# [GIVEN TEXT]
Elon Musk won’t save us all.

Chris Wright
UNLEASH Lab
Published in
4 min readAug 1, 2017

I end up hearing about Elon Musk just about everyday.

Whether its from friends in Australia going crazy about his mega-battery factory or others saving up for a ride in SpaceX’s massive rocket, Hyperloop, or just a regular Tesla. I mean all credit, the boy’s busy.

As someone who founded an NGO seeking to support great stories about Climate Change around the world, you can see why I might be such a fan.

I’m even getting interested in his little AI crusade, and if you’ve seen Transcendence, I’m guessing you would be too.

On his own, Elon Musk perhaps sits alone atop his lithium battery tower as the individual who has made the greatest contribution towards a more sustainable energy transition.

But one thing I have come to realise through a few mis-spent years at the UN climate negotiations, is that the great single solution to the world’s energy crisis unfortunately doesn’t exist. Of course Musk knows this, and he is trying his incredible-best to offer a variety of solutions to a series of energy issues relating to energy generation and transportation.

But a recent trip into one of the more remote regions of Malaysia made this reality all the more clear.

Terian, in Sabah Malaysia

Welcome to Terian. It’s beautiful right? Just check out the river.

Kids swimming in the Ulu Papar River

The village sits alongside this beautiful river in a region known as the Crocker Range. Up until 2012, the only way in and out was a 6 hour hike through this glorious rainforest.

Salt Trail Biodiversity

But you can imagine that a 6 hour walk isn’t the easiest journey for your morning coffee.

Nor is it an easy journey for our traditional electrical poles and wires that provide most of the world with electricity. Just imagine the cost of getting wires across these mountains

Sabah’s Crocker Range: It looks even better in person

In a perfect world, the cost wouldn’t matter, and the community would be provided with a sustainable solution that utilises their natural environment.

Luckily for them, they do happen to have an amazing resource close by: steep running water, which some local innovators and resourceful villagers can utilise to create electricity.

Local villagers working alongside CREATE staff to align the pipe for their Micro-Hydro system.

The team at CREATE first said “let there be light” in Terian Village in 2004. But some landslides in 2013 took it off the grid. Now, thanks to the support of Seacology, they are planning on bringing it back again.

# [REQUIRED TASK 1]
Gather every line of the listing below that contains the word "building".

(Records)

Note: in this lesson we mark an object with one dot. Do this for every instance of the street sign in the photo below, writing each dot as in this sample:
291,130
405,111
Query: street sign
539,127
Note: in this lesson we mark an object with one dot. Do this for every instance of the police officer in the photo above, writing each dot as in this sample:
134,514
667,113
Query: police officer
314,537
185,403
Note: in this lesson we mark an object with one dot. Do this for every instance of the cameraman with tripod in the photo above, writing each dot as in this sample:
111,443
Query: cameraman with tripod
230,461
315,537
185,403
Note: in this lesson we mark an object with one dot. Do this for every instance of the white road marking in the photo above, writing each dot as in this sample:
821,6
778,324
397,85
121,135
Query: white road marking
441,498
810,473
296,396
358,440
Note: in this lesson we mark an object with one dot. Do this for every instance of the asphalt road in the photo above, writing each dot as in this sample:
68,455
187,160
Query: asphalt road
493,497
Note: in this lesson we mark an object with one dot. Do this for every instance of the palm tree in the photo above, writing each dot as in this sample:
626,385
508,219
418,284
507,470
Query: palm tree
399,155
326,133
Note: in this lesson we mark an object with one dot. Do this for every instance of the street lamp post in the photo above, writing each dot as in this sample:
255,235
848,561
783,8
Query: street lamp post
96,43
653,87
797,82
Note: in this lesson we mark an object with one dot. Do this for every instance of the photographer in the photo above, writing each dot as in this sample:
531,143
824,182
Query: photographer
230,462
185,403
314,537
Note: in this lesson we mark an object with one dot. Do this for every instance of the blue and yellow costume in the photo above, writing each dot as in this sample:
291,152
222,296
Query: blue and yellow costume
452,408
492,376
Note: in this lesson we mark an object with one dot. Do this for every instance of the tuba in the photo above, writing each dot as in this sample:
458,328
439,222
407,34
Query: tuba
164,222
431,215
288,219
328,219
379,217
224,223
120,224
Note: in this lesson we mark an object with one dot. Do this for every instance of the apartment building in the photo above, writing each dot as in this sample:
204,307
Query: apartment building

# [REQUIRED TASK 2]
From the post about Elon Musk above, extract word for word the passage that opens with the words "Kids swimming in" and closes with "their natural environment.".

# [WORKED SOLUTION 1]
Note: in this lesson we mark an object with one dot. Do this for every instance of the apartment building in the photo above, writing each dot as in this sample:
Query: apartment building

# [WORKED SOLUTION 2]
Kids swimming in the Ulu Papar River

The village sits alongside this beautiful river in a region known as the Crocker Range. Up until 2012, the only way in and out was a 6 hour hike through this glorious rainforest.

Salt Trail Biodiversity

But you can imagine that a 6 hour walk isn’t the easiest journey for your morning coffee.

Nor is it an easy journey for our traditional electrical poles and wires that provide most of the world with electricity. Just imagine the cost of getting wires across these mountains

Sabah’s Crocker Range: It looks even better in person

In a perfect world, the cost wouldn’t matter, and the community would be provided with a sustainable solution that utilises their natural environment.